WHAT TO DO: Please copy the records from the line containing "# test: point to the man in white" through the line containing "[[359, 640]]", both included, without the pictures.

DATA:
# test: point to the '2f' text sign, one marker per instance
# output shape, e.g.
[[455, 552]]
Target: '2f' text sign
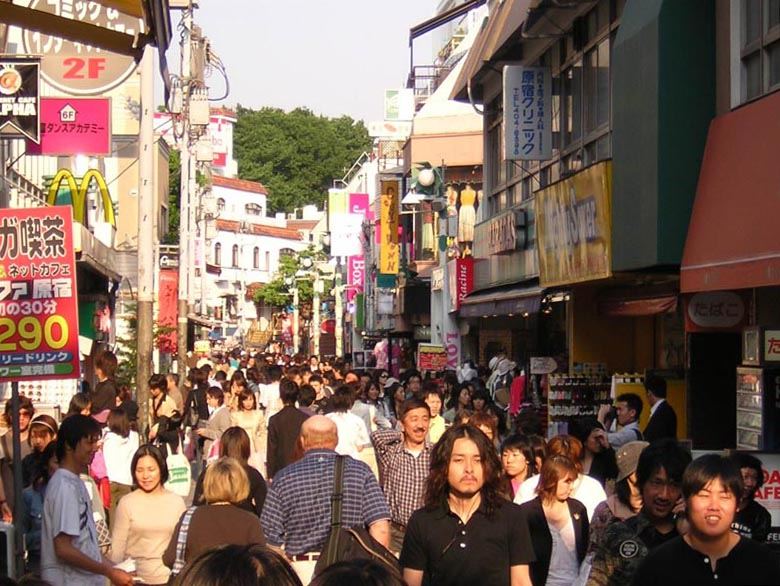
[[76, 68], [38, 313]]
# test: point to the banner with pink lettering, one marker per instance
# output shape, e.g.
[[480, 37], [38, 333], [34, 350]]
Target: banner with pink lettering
[[356, 264]]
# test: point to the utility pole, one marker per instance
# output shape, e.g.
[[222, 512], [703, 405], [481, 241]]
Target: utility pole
[[185, 228], [146, 235]]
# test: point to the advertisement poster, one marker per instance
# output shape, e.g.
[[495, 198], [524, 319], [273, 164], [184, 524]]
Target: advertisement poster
[[431, 357], [20, 96], [39, 333], [574, 227]]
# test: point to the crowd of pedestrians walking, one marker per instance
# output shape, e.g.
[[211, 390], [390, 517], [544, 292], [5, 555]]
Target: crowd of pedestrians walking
[[270, 470]]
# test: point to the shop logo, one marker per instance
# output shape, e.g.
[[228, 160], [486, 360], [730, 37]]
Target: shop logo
[[78, 194]]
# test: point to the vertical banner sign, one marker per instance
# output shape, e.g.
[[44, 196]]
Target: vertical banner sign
[[527, 113], [39, 333], [20, 97], [389, 251], [167, 309], [356, 264]]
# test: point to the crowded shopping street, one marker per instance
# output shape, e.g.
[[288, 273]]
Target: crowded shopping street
[[421, 293]]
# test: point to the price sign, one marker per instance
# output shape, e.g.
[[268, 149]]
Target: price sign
[[76, 68], [38, 296]]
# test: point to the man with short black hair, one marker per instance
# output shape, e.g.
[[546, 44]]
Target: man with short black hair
[[659, 476], [663, 419], [404, 459], [284, 428], [625, 427], [710, 553]]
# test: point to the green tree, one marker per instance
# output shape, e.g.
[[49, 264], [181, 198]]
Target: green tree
[[296, 154], [277, 292], [174, 194]]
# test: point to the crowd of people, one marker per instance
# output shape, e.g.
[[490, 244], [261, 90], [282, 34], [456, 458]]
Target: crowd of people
[[309, 472]]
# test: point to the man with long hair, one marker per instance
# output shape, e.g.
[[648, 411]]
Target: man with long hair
[[467, 532]]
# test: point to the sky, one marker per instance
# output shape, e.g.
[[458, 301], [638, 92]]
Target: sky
[[332, 56]]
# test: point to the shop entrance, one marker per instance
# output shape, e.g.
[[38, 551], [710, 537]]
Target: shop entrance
[[713, 359]]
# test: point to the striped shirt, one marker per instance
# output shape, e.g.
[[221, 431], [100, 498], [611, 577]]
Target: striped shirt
[[297, 510], [403, 474]]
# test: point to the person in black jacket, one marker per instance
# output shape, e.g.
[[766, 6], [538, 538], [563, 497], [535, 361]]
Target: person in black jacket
[[663, 419], [558, 525]]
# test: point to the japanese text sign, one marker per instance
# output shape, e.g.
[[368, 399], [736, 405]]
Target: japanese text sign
[[527, 113], [39, 334], [74, 126], [20, 96], [76, 68], [431, 357], [574, 227], [389, 251]]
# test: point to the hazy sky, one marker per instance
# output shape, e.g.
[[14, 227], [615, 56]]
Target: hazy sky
[[332, 56]]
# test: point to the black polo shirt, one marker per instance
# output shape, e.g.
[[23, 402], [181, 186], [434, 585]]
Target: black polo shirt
[[676, 562], [479, 552]]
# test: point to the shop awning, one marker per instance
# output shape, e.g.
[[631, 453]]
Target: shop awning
[[732, 240], [505, 19], [505, 301]]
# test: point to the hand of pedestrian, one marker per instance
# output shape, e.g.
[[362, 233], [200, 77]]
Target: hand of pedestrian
[[119, 577]]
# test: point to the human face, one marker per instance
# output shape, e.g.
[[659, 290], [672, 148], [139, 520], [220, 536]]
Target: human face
[[40, 438], [564, 487], [415, 424], [660, 494], [85, 451], [625, 415], [433, 400], [465, 474], [147, 473], [750, 480], [711, 510], [514, 463]]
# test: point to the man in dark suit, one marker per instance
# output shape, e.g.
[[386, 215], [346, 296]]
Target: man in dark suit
[[663, 420], [284, 428]]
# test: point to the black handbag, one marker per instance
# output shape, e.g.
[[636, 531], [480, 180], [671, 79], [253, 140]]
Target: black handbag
[[350, 544]]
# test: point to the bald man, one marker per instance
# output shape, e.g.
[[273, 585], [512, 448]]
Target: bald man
[[296, 514]]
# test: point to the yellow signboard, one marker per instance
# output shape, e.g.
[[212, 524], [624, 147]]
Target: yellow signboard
[[389, 251], [574, 227], [78, 194]]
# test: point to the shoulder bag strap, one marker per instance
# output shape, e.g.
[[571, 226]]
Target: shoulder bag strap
[[181, 541], [338, 493]]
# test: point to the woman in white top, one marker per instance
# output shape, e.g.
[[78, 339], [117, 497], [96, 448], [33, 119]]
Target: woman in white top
[[119, 446], [353, 436], [558, 525], [146, 518], [585, 489]]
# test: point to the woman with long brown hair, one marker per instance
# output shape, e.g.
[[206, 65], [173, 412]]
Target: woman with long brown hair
[[558, 525]]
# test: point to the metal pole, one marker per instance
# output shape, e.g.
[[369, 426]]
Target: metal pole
[[339, 290], [316, 314], [17, 488], [296, 325], [146, 235], [184, 204]]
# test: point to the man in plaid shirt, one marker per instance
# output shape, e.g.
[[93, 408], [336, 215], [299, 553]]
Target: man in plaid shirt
[[296, 513], [404, 459]]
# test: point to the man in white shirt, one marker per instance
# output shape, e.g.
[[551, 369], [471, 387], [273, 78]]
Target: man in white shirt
[[69, 546], [625, 427]]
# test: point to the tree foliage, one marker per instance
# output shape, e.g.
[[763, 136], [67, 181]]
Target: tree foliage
[[277, 292], [296, 154]]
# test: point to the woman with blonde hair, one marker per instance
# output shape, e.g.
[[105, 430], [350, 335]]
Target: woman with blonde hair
[[220, 521]]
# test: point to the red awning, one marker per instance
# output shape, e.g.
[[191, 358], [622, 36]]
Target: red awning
[[733, 240]]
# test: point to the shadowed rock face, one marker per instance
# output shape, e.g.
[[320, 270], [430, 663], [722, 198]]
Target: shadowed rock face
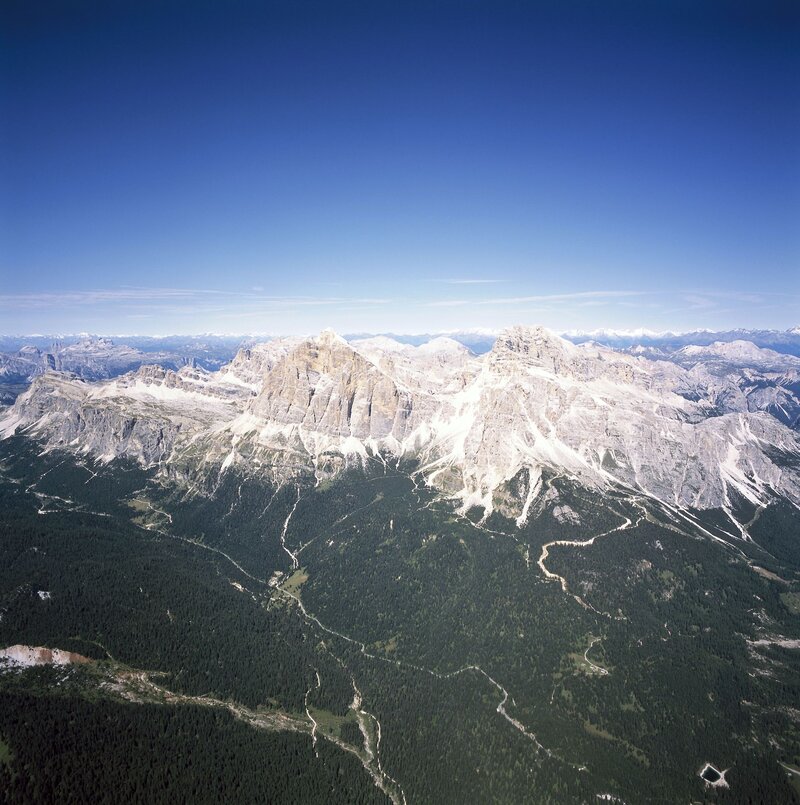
[[535, 403], [325, 385]]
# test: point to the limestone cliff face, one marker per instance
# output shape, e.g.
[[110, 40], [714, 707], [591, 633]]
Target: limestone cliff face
[[325, 385], [534, 404]]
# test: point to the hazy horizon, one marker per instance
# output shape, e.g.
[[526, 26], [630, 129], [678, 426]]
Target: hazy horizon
[[286, 167]]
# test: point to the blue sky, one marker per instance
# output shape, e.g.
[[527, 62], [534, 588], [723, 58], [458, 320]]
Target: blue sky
[[284, 167]]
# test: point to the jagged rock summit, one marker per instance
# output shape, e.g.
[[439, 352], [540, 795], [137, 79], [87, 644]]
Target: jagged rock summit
[[477, 426]]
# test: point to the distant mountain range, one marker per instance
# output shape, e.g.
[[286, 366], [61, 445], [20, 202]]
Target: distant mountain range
[[711, 425]]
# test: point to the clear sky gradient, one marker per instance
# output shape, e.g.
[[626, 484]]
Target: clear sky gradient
[[190, 167]]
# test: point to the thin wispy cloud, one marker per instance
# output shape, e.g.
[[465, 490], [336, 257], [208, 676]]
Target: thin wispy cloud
[[469, 281], [520, 300]]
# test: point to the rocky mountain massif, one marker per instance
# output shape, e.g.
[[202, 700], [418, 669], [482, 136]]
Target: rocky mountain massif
[[98, 358], [713, 427]]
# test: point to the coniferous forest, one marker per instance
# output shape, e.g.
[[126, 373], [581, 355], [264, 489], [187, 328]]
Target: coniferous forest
[[359, 640]]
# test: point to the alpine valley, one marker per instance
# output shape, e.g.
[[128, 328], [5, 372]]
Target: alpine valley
[[367, 571]]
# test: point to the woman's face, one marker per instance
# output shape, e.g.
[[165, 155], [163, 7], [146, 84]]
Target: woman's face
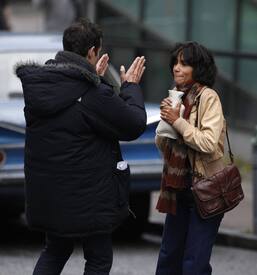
[[183, 74]]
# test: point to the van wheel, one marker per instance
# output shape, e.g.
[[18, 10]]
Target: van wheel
[[134, 227]]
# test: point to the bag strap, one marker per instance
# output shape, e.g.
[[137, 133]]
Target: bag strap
[[231, 156]]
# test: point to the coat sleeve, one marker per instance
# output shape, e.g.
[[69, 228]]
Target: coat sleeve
[[205, 138], [121, 117]]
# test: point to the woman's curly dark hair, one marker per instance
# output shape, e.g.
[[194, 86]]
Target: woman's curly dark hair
[[199, 58]]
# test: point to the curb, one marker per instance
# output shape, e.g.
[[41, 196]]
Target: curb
[[226, 237]]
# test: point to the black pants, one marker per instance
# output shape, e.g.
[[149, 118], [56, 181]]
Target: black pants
[[97, 253], [187, 240]]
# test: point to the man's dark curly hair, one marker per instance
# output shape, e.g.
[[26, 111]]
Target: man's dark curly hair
[[81, 36], [199, 58]]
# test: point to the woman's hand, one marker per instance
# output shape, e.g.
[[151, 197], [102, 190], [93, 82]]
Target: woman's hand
[[102, 64], [169, 114], [165, 102], [135, 71]]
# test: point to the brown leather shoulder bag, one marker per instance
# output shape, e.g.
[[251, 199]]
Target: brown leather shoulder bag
[[219, 193]]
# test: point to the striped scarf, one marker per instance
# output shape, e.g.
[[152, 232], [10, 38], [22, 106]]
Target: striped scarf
[[175, 166]]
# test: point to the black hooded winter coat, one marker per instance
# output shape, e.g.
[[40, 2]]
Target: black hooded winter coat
[[73, 124]]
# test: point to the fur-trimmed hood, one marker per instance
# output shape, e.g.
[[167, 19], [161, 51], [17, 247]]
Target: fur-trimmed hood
[[57, 84]]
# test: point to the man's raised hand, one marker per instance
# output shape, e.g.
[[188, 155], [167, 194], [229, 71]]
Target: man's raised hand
[[135, 71]]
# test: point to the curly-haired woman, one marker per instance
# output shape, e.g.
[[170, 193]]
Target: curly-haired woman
[[187, 238]]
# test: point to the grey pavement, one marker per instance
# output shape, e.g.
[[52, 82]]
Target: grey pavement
[[138, 258]]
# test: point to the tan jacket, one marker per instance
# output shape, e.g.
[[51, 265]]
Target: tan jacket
[[207, 139]]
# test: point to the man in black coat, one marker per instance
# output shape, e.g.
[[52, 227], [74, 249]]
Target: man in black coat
[[74, 121]]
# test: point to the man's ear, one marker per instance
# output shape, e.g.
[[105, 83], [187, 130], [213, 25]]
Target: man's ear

RESULT OF THIS TASK:
# test: point to the man in white shirt, one marker per instance
# output shape, e.g.
[[551, 369], [471, 387], [273, 78]]
Target: man in white shirt
[[69, 546], [625, 427]]
# test: point to the tree foliage, one marker per instance
# output shape, e.g.
[[763, 136], [67, 181]]
Target: tree foliage
[[277, 292], [296, 154]]
# test: point to the woman with blonde hair, one marker per instance
# output shape, e.g.
[[105, 430], [350, 335]]
Target: woman with blonde hair
[[220, 521]]
# test: point to the red awning, one marker per instance
# output shape, e.g.
[[191, 358], [622, 36]]
Target: red awning
[[733, 240]]
# test: point to the shadowed rock face, one marker per instance
# output shape, e.g.
[[320, 270], [430, 663], [722, 198]]
Target: shadowed rock face
[[535, 403], [325, 385]]
# test: point to the limestone cliff face, one marker per instance
# output shape, e.g.
[[110, 40], [714, 707], [591, 633]]
Target: limestone cliff face
[[325, 385], [534, 404]]
# test: point to the hazy horizon, one marker per instance
# output shape, e.g.
[[526, 26], [630, 129], [678, 426]]
Target: hazy horizon
[[286, 167]]
# test: point to the blue sky, one marker per instance
# output shape, e.g.
[[527, 62], [534, 588], [723, 58], [458, 320]]
Target: blue sky
[[284, 167]]
# test: point to the jagged rock summit, one marker per instance
# output shape, e.g.
[[439, 352], [540, 795], [137, 79], [87, 644]]
Target: jagged rock summit
[[477, 426]]
# test: point to the distant mountain range, one marker per instance
# output shape, e.g.
[[286, 366], [61, 445], [20, 202]]
Target: distant mountain range
[[711, 425]]
# test: point to the clear sky gradient, one marker per instance
# output shape, e.g.
[[626, 484]]
Target: clear sky gradient
[[190, 167]]
# test: point to the thin wispy cloud, one marker per instance
# output shape, e.g.
[[465, 490], [336, 257], [208, 676]]
Target: thin wispy cloud
[[469, 281], [520, 300]]
# test: point to the rocky mountain massif, one marker per instance
# output shape, e.g.
[[202, 700], [418, 669], [482, 136]]
Target: rocky mountain massif
[[98, 358], [713, 427]]
# test: point to the coniferous forest, one marker per instance
# output shape, e.g.
[[126, 373], [581, 355], [264, 489], [187, 328]]
Target: coniferous forest
[[359, 640]]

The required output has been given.